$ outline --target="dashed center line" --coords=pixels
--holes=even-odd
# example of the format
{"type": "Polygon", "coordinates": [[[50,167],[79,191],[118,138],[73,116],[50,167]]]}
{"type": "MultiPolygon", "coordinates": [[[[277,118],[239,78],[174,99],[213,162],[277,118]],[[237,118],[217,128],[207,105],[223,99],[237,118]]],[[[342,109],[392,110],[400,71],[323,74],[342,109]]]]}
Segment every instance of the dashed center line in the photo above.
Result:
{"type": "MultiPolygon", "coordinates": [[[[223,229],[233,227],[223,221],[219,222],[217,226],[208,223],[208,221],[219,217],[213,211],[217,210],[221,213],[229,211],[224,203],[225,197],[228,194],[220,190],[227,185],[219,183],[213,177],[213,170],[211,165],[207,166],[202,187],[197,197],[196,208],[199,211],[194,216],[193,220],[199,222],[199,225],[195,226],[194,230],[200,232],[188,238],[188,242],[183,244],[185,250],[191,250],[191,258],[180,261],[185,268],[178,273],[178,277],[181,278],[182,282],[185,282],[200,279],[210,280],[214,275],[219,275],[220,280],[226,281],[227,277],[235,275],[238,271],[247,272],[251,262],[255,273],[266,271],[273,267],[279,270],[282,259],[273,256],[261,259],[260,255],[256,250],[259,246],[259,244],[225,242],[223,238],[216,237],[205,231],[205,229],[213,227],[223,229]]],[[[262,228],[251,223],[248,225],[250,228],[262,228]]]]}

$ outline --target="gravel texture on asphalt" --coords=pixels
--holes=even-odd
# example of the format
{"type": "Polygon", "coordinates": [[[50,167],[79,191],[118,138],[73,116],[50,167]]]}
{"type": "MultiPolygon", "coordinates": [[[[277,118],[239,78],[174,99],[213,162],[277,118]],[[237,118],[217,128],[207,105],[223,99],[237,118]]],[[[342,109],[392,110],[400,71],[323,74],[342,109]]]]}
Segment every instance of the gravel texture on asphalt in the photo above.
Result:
______
Task objective >> Present every line of the records above as a numbered list, leaving out any blank lines.

Exercise output >>
1. $ outline --target="dashed center line" --coords=pixels
2. --holes=even-odd
3. # example of the format
4. {"type": "Polygon", "coordinates": [[[50,167],[79,191],[118,138],[73,116],[50,167]]]}
5. {"type": "MultiPolygon", "coordinates": [[[[277,118],[239,78],[174,99],[213,162],[277,118]],[[237,118],[217,128],[207,105],[223,99],[237,118]]],[[[342,109],[392,110],[400,71],[323,74],[342,109]]]]}
6. Segment every instance of the dashed center line in the photo above.
7. Result:
8. {"type": "MultiPolygon", "coordinates": [[[[223,229],[233,227],[223,221],[219,222],[217,226],[208,223],[208,221],[219,217],[213,211],[217,210],[221,213],[229,211],[224,203],[225,197],[228,194],[220,190],[227,185],[219,183],[213,177],[213,170],[211,165],[207,166],[202,187],[197,197],[196,208],[199,211],[194,216],[193,220],[199,222],[199,225],[195,226],[194,230],[200,232],[188,238],[188,242],[183,244],[185,250],[191,250],[191,258],[180,261],[185,268],[178,273],[178,277],[181,278],[182,282],[185,282],[200,279],[210,280],[214,275],[219,275],[220,280],[226,281],[227,277],[235,275],[238,271],[247,272],[251,262],[255,273],[266,271],[273,267],[279,270],[282,259],[273,256],[261,259],[260,255],[256,250],[259,246],[259,244],[225,242],[223,238],[216,237],[205,231],[205,229],[213,227],[223,229]]],[[[262,228],[251,223],[248,225],[250,228],[262,228]]]]}
9. $ outline --target="gravel texture on asphalt" --coords=pixels
10. --holes=even-odd
11. # example of the format
12. {"type": "Polygon", "coordinates": [[[50,167],[79,191],[118,138],[73,116],[50,167]]]}
13. {"type": "MultiPolygon", "coordinates": [[[[277,118],[239,78],[174,99],[213,162],[277,118]],[[237,118],[217,128],[207,105],[223,99],[237,118]]],[[[342,109],[392,110],[400,71],[323,74],[342,109]]]]}
14. Segment every instance of the gravel texture on asphalt in the photo above.
15. Result:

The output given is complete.